▶ [Stored data entries]
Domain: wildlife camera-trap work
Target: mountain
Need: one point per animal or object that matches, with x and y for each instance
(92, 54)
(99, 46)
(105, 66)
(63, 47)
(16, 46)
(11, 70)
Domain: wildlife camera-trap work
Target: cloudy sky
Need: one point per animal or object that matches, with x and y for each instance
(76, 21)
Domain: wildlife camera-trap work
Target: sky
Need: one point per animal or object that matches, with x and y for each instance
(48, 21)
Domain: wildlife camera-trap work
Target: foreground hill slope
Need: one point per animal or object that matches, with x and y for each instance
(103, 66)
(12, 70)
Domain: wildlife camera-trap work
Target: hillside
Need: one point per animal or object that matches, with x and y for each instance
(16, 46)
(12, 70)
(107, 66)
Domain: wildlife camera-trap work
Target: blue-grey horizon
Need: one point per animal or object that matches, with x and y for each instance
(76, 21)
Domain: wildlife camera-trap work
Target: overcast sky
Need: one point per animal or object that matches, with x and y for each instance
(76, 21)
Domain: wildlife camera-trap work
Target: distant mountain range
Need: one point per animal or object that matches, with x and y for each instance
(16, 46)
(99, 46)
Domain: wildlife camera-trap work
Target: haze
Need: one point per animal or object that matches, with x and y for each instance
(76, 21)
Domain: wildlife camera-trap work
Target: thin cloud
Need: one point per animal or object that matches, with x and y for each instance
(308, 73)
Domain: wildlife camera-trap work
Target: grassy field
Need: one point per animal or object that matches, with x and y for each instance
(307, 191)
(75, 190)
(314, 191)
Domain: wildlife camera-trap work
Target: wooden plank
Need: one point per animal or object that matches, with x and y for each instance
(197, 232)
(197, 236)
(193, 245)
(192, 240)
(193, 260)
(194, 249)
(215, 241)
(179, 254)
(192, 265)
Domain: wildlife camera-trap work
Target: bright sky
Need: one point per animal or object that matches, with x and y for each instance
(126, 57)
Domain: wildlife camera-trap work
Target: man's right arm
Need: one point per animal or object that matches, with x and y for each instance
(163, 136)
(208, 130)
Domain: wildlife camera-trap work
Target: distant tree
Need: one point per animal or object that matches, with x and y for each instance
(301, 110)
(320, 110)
...
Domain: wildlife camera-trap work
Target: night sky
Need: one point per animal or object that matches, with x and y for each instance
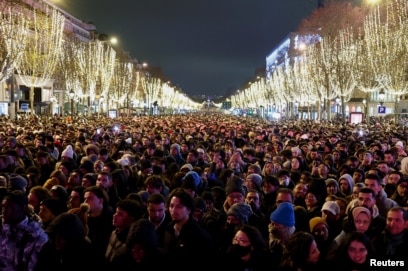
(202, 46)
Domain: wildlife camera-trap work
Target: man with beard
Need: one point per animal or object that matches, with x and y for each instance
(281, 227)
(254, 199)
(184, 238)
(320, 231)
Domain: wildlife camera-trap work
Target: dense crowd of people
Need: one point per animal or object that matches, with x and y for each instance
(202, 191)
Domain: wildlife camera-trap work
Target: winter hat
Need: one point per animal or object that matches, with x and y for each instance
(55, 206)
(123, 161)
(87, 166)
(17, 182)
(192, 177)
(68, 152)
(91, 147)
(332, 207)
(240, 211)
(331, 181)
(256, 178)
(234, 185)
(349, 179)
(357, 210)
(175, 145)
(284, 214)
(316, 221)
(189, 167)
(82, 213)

▶ [WHAT YOU HAVE TO DO] Of all the lines above, count the ones that include the string "mountain" and give the number alone.

▶ [OUTPUT OF THE TASK] 2